= What is expected =
State how many lines in the records below include the word "each". Give nothing but that number.
─── Entries shown
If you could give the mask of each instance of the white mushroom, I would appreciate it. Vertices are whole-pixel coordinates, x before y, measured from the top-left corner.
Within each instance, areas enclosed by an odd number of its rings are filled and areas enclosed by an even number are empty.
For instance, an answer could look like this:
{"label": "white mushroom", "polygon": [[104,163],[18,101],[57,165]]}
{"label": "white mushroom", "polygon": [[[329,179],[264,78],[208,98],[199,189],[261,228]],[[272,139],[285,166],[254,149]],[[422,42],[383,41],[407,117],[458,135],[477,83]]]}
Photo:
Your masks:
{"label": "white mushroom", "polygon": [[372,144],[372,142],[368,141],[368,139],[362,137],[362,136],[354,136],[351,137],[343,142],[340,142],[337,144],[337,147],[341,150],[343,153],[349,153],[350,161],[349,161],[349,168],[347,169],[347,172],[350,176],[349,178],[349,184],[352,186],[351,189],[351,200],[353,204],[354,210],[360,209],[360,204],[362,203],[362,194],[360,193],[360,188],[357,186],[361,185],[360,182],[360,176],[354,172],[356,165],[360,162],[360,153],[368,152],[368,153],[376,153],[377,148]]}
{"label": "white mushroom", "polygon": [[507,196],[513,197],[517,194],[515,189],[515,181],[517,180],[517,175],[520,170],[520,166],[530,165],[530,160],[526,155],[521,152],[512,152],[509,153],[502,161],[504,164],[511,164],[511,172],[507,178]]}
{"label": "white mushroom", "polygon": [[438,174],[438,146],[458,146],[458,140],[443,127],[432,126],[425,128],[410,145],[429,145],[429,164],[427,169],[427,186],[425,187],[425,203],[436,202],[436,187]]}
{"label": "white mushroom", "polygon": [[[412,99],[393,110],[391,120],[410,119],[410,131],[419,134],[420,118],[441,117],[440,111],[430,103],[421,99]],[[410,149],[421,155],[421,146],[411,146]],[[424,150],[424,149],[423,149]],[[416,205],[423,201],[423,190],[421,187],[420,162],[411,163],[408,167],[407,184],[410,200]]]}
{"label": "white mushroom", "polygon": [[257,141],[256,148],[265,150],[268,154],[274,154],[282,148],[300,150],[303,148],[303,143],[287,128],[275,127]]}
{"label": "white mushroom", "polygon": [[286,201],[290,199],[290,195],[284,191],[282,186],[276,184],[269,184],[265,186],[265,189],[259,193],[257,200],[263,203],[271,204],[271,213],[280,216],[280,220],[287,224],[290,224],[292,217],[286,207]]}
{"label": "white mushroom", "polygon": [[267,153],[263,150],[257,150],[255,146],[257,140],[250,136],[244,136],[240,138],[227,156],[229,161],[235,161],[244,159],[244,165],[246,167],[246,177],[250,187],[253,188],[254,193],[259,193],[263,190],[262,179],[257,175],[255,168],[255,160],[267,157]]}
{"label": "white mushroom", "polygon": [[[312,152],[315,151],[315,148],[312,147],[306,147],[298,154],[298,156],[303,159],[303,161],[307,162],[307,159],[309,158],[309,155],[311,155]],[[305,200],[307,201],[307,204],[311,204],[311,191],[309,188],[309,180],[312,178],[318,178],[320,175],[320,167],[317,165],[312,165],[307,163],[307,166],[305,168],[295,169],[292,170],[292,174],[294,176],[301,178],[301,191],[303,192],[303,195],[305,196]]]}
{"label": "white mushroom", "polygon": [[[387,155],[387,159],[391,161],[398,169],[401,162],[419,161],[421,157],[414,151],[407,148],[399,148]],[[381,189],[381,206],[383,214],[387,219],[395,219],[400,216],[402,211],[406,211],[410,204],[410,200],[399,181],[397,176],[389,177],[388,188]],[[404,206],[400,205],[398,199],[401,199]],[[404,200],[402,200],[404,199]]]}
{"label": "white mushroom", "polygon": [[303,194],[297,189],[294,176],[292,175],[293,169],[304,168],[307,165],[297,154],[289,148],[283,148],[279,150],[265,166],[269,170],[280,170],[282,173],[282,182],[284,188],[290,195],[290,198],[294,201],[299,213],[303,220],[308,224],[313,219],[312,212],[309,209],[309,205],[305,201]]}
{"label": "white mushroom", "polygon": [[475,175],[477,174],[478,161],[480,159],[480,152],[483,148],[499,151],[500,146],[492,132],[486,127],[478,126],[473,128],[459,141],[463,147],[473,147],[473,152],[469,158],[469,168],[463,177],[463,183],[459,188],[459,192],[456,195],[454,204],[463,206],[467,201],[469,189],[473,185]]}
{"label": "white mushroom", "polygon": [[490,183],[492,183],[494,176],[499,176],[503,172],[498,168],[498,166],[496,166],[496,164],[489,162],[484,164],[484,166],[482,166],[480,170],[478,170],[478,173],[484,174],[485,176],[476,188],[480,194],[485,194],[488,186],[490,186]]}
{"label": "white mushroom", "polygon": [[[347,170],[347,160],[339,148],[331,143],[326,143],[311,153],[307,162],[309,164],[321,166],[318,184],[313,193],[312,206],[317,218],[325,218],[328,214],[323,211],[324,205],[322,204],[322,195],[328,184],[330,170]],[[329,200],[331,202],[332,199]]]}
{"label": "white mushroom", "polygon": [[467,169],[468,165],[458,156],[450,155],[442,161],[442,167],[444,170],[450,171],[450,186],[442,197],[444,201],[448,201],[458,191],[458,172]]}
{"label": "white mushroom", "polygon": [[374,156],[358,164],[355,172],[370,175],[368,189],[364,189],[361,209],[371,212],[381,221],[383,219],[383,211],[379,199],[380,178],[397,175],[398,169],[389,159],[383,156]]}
──────
= Result of this task =
2